Repeat, without any alteration, the portion of the records that runs from the line containing "Every instance of the swimmer takes" through the end of the records, including both of those end points.

(Data listing)
-------------------------

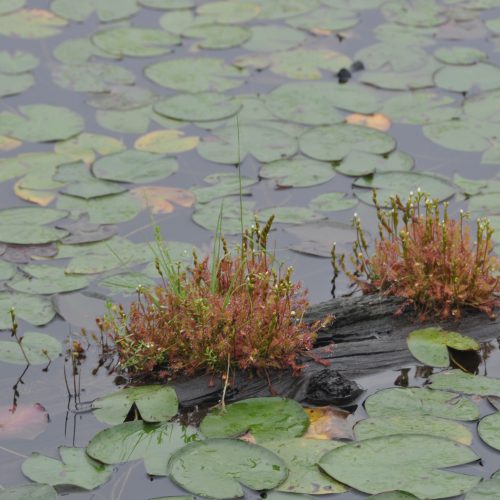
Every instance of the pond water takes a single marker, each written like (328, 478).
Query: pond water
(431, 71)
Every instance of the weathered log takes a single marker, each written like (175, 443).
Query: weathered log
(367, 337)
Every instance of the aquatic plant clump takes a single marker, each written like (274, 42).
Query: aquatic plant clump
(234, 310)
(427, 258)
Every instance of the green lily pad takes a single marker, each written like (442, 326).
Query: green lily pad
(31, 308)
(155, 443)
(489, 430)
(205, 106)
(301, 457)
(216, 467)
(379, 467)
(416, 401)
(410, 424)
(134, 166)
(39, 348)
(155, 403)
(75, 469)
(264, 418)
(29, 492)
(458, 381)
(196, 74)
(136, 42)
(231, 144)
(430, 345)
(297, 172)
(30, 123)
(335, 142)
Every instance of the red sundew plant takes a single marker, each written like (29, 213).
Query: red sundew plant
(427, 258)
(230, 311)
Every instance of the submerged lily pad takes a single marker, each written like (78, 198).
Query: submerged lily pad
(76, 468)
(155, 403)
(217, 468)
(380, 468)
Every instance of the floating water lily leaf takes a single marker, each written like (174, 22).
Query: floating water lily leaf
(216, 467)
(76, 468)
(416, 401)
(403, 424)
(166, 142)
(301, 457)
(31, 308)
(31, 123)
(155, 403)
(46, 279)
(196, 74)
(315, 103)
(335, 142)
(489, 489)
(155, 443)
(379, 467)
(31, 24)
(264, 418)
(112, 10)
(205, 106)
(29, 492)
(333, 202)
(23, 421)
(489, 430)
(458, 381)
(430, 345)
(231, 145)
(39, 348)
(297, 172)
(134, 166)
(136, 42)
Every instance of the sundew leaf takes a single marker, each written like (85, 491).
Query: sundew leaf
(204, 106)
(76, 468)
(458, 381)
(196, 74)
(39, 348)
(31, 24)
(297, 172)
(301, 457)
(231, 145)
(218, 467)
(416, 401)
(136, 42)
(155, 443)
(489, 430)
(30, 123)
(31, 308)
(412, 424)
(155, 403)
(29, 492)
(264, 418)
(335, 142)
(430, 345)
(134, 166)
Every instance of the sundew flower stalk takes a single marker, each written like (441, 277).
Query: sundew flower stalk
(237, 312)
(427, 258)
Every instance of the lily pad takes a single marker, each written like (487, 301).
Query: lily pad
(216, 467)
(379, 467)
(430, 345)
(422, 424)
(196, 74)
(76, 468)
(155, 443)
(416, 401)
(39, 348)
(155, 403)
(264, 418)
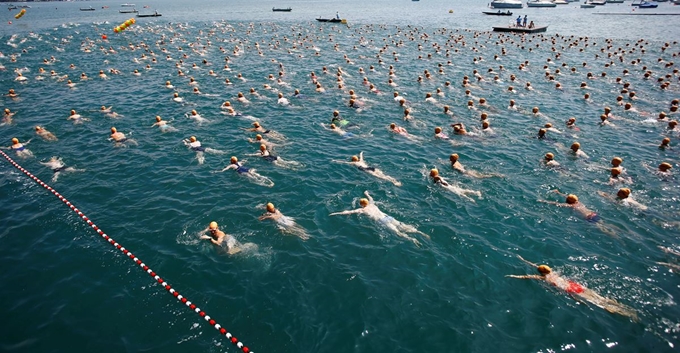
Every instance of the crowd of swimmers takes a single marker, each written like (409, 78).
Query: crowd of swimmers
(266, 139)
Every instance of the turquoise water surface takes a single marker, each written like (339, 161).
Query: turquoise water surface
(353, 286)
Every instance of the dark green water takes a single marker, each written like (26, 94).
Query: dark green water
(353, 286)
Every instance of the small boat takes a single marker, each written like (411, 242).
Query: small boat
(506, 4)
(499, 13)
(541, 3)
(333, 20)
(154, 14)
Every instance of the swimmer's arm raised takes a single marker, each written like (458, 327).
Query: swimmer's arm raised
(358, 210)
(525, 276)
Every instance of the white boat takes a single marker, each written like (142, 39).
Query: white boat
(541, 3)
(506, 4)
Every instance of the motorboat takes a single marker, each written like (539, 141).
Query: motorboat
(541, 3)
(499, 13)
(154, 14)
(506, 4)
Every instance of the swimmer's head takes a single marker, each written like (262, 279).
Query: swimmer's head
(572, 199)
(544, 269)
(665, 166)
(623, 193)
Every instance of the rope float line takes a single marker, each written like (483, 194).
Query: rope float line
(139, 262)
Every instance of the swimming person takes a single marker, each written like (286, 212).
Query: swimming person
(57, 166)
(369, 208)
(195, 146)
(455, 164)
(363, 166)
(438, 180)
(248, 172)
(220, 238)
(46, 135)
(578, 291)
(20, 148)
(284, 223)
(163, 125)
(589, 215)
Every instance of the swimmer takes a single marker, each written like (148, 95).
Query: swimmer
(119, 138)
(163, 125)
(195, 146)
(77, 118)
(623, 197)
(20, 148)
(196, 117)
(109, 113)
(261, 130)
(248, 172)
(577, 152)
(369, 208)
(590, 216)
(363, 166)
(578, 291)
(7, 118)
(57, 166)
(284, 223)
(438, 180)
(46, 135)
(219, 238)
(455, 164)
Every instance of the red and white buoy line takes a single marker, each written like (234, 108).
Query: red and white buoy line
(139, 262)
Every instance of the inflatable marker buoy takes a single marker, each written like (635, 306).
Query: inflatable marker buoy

-------------------------

• _RESULT FOR THIS TASK_
Every instance of the swimmer takes a single marker, each written like (148, 95).
Query: swimmer
(119, 138)
(163, 125)
(195, 146)
(77, 118)
(623, 197)
(20, 148)
(196, 117)
(109, 113)
(261, 130)
(248, 172)
(577, 152)
(369, 208)
(590, 216)
(363, 166)
(578, 291)
(7, 118)
(57, 166)
(284, 223)
(438, 180)
(46, 135)
(219, 238)
(455, 164)
Every instance of the red and white buoy line takes a single marker, each written like (234, 108).
Query: red and white buoy line
(139, 262)
Every instance of the inflatable marker buoy takes a single marker, each written like (635, 306).
Query: inflatable marker buoy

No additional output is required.